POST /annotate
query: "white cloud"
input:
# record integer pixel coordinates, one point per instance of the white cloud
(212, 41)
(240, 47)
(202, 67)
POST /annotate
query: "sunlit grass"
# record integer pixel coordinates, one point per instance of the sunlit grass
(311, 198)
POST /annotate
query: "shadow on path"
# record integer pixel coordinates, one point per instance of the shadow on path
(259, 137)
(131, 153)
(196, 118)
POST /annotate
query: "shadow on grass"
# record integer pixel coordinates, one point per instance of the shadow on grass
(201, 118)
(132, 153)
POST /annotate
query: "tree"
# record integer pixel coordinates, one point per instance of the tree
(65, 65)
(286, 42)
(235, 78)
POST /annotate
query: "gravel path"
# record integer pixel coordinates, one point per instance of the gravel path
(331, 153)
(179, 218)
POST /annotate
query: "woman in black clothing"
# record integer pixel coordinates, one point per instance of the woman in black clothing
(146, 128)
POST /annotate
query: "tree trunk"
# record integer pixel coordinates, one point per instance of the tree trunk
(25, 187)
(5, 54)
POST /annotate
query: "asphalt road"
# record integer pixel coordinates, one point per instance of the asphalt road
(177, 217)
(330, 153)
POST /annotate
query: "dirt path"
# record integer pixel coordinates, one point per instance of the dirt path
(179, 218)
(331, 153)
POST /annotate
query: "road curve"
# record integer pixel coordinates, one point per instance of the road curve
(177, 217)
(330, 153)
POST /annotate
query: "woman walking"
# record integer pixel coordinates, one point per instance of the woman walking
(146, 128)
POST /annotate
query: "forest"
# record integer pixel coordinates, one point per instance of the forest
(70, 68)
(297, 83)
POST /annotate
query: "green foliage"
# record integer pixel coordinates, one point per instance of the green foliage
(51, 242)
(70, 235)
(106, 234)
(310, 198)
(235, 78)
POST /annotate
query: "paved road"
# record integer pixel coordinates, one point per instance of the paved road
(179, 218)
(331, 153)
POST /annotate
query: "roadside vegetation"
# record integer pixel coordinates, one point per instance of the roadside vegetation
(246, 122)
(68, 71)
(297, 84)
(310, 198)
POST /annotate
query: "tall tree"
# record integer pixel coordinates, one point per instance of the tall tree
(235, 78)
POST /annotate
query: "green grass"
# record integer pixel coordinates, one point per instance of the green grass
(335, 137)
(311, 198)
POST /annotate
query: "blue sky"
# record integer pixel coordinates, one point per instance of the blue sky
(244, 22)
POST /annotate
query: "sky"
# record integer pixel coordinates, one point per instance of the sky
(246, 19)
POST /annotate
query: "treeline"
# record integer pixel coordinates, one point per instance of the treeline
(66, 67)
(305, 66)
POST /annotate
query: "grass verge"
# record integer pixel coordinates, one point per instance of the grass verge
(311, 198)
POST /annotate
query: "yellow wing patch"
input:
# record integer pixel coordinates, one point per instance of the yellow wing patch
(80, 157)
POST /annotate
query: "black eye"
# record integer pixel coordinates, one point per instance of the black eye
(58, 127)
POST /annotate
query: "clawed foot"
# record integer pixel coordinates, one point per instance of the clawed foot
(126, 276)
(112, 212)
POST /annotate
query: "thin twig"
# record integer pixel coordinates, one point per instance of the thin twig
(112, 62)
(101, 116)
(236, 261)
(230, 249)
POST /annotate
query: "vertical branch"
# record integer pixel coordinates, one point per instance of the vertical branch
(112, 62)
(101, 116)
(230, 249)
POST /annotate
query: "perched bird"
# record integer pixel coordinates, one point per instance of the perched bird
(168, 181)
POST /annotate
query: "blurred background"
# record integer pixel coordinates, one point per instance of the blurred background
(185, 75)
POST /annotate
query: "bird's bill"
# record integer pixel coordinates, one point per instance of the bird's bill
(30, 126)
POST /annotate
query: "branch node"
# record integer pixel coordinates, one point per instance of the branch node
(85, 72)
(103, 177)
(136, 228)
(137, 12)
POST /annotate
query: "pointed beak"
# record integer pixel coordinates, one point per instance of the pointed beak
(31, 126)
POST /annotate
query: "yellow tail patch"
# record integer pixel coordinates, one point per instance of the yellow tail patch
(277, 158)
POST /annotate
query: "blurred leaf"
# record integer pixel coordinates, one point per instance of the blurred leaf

◆ **Task objective**
Go through the material above line by line and copy it exactly.

◆ **Response below**
POST /annotate
query: "white cloud"
input:
# record integer pixel coordinates, one point per instance of the white cloud
(212, 41)
(240, 47)
(202, 67)
POST /annotate
query: "sunlit grass"
# record integer pixel coordinates, one point per instance of the sunlit grass
(311, 198)
POST /annotate
query: "shadow on path"
# record integer pixel coordinates, one point per instance of the shadow on path
(259, 137)
(131, 153)
(196, 118)
POST /annotate
query: "shadow on grass"
# record integer pixel coordinates, one point per instance of the shadow on grass
(201, 118)
(132, 153)
POST /annotate
query: "tree"
# record integer pixel coordinates, one point per instance of the tree
(65, 65)
(286, 42)
(235, 78)
POST /annotate
query: "gravel path"
# record integer pixel coordinates, one point per instance of the gravel path
(331, 153)
(179, 218)
POST /annotate
query: "woman in black clothing"
# record integer pixel coordinates, one point per instance of the woman in black clothing
(146, 128)
POST /annotate
query: "tree trunk"
# record integer pixel coordinates, one point per instance of the tree trunk
(25, 187)
(5, 54)
POST /annotate
query: "asphalt road"
# record integer pixel coordinates, one point per instance of the asphalt road
(177, 217)
(330, 153)
POST /annotate
query: "dirt path"
# record integer pixel coordinates, one point per instance of the dirt path
(179, 218)
(331, 153)
POST /annotate
query: "road curve"
# record integer pixel coordinates, one point per instance of the road curve
(177, 217)
(330, 153)
POST /annotate
query: "woman walking"
# record integer pixel coordinates, one point per instance of the woman walking
(146, 128)
POST /annotate
query: "forest"
# record integer pixel coordinates, one point per instance of the forest
(70, 68)
(297, 83)
POST /annotate
query: "green foliage"
# record integer pixel coordinates, one point per instance of the green foliage
(51, 242)
(70, 235)
(106, 234)
(310, 198)
(235, 78)
POST /annotate
query: "paved road"
# record integer pixel coordinates, one point per instance of the paved road
(179, 218)
(331, 153)
POST /annotate
query: "roadside vegetation"
# record integer pixel coordinates, one point per instance of the roadside vegetation
(246, 122)
(68, 71)
(297, 84)
(310, 198)
POST /annotate
query: "tall tree"
# record integer pixel coordinates, one point per instance of the tall tree
(235, 78)
POST /annotate
query: "green grass"
# record integer pixel coordinates, one point per instance of the green grass
(335, 137)
(311, 198)
POST /annotate
query: "blue sky"
# record integer pixel coordinates, one point per instance of the blue sky
(244, 22)
POST /annotate
query: "sky"
# record integer pixel coordinates, one point per instance of the sky
(246, 19)
POST /annotate
query: "treeline"
# record integer pixel coordinates, one point per instance of the treeline
(66, 67)
(305, 66)
POST /annotate
query: "grass verge"
# record integer pixel coordinates, one point per instance of the grass verge
(311, 198)
POST /annotate
query: "yellow wing patch"
input:
# record integer pixel coordinates, one point per instance of the yellow wing patch
(80, 157)
POST /annotate
query: "black eye"
# record integer pixel coordinates, one point per instance of the black eye
(58, 127)
POST /annotate
query: "clawed foot"
# record integer pixel coordinates, one point per instance of the clawed foot
(126, 276)
(112, 212)
POST /annotate
query: "thin twig"
# record integer pixel coordinates, one point per instance of the thin twig
(112, 62)
(101, 116)
(236, 261)
(230, 249)
POST /annotate
query: "vertical branch"
# record integer pixel coordinates, one point per instance of the vertical branch
(112, 62)
(101, 116)
(230, 249)
POST /annotate
query: "perched bird"
# record integer pixel coordinates, one point per instance of the perched bird
(168, 181)
POST /annotate
query: "blurred background"
# record integer pixel coordinates, one point per instance of the blurred background
(185, 75)
POST /annotate
query: "bird's bill"
# record integer pixel coordinates, one point per instance of the bird's bill
(30, 126)
POST /annotate
query: "branch node"
# record integer pixel coordinates, one point per instance of the branch node
(85, 72)
(103, 177)
(136, 228)
(137, 12)
POST /annotate
query: "pointed beak"
# record integer pixel coordinates, one point per instance of the pointed beak
(31, 126)
POST /annotate
query: "yellow tail patch"
# record integer pixel coordinates, one point per instance of the yellow tail patch
(277, 158)
POST /annotate
query: "blurred leaf"
# record integer pixel coordinates, one point per instance of the blurred leaf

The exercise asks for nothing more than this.